Data supplied:
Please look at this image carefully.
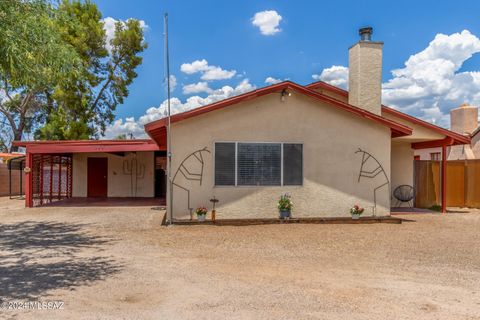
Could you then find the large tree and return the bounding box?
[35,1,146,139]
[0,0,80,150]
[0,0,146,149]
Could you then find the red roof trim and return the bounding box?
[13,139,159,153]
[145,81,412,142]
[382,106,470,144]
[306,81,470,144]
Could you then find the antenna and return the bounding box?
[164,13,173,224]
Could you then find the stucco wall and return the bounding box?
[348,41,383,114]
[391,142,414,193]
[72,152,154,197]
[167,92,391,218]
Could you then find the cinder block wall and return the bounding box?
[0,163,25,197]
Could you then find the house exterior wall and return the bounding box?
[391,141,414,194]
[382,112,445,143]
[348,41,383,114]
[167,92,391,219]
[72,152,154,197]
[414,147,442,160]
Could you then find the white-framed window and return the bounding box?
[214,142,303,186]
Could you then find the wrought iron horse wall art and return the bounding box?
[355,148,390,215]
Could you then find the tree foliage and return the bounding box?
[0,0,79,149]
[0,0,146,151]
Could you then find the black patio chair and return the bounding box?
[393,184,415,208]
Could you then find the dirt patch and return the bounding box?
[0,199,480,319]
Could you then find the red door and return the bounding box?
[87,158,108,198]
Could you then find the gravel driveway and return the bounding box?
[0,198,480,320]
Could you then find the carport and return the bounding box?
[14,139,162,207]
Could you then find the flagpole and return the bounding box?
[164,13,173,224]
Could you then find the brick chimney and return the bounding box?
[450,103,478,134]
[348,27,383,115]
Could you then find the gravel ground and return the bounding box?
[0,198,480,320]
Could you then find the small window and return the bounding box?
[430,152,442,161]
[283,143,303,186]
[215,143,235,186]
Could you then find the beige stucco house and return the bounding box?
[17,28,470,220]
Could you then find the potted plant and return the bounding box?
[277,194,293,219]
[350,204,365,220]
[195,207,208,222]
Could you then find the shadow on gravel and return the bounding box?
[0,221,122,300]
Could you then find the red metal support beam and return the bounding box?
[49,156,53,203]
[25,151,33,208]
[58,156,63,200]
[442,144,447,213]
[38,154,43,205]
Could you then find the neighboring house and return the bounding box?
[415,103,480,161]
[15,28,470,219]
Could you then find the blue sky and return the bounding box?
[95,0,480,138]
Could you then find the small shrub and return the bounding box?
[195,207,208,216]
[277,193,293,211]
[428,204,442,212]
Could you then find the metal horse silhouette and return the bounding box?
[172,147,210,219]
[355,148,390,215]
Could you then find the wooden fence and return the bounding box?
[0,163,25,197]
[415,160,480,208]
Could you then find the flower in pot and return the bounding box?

Request:
Put every line of all the records above into a numbered list, skipping blank lines and leaving out the pictures.

Answer:
1. Please look at this image carefully.
2. Could you then find the large tree and return the bounding box?
3. [35,1,146,139]
4. [0,0,80,150]
5. [0,0,146,149]
6. Could you then find the red roof trim and return the bounding box?
7. [13,139,159,153]
8. [145,81,412,142]
9. [382,106,470,144]
10. [306,81,470,144]
11. Could you then find the antenna and return the bounding box?
12. [164,13,173,224]
13. Could you then find the stucco wall and return the bounding box?
14. [348,41,383,114]
15. [391,142,414,193]
16. [72,152,154,197]
17. [167,92,391,218]
18. Could you then find the cinder block wall and return the bounding box?
19. [0,163,25,197]
20. Could you then find the house exterior wall and return the bounding box?
21. [391,141,414,194]
22. [382,112,445,143]
23. [348,41,383,114]
24. [167,92,391,219]
25. [72,152,154,197]
26. [414,147,442,160]
27. Could you then find the white-framed window and return the bounding box?
28. [214,142,303,186]
29. Could you then find the wrought iron horse wall art and return the bounding box?
30. [355,148,390,215]
31. Could you then find the tree foliage and return the bounding box?
32. [0,0,79,149]
33. [0,0,146,151]
34. Could you then find the black patio chair and return the bounding box?
35. [393,184,415,208]
36. Could you then find the dirt patch and return the bounding box?
37. [0,199,480,319]
38. Could you then find the red door and return the bounding box?
39. [87,158,108,198]
40. Could you then find the gravel driveway and return the bounding box?
41. [0,198,480,320]
42. Could you then find the carport and return the bounding box?
43. [14,139,162,207]
44. Could you then find the flagpole and return the bounding box?
45. [164,13,173,224]
46. Could you then find the brick chimney and return the bounding box?
47. [450,103,478,134]
48. [348,27,383,115]
49. Could you then find the gravel ground and return the bounding box?
50. [0,198,480,320]
51. Could you then find the small window and return the bounding box?
52. [430,152,442,161]
53. [283,143,303,186]
54. [215,143,235,186]
55. Could you then find the beige stucco house and return the bounding box?
56. [17,28,470,220]
57. Could you then find the potted plant and return the bounding box?
58. [277,194,293,219]
59. [350,204,365,220]
60. [195,207,208,222]
61. Could you then find the shadow on gravel and return the bounding box?
62. [0,221,122,300]
63. Could you then find the red metal support beam and return the bounding box?
64. [49,156,53,203]
65. [25,151,33,208]
66. [58,156,63,200]
67. [442,144,447,213]
68. [38,154,43,205]
69. Could you then find the neighboring house and return the bounding box?
70. [415,103,480,161]
71. [15,28,470,219]
72. Could you then find the blue sky and return the bounding box?
73. [95,0,480,138]
74. Could you then find the small shrub and return the bounding box?
75. [195,207,208,216]
76. [277,193,293,211]
77. [428,204,442,212]
78. Could you then find the metal horse silhouette and return the bounding box?
79. [172,147,210,219]
80. [355,148,390,215]
81. Could you then find the wooden fence and return the bounding box?
82. [0,163,25,197]
83. [415,160,480,208]
84. Could you then find the flower in pot and return the bounding box?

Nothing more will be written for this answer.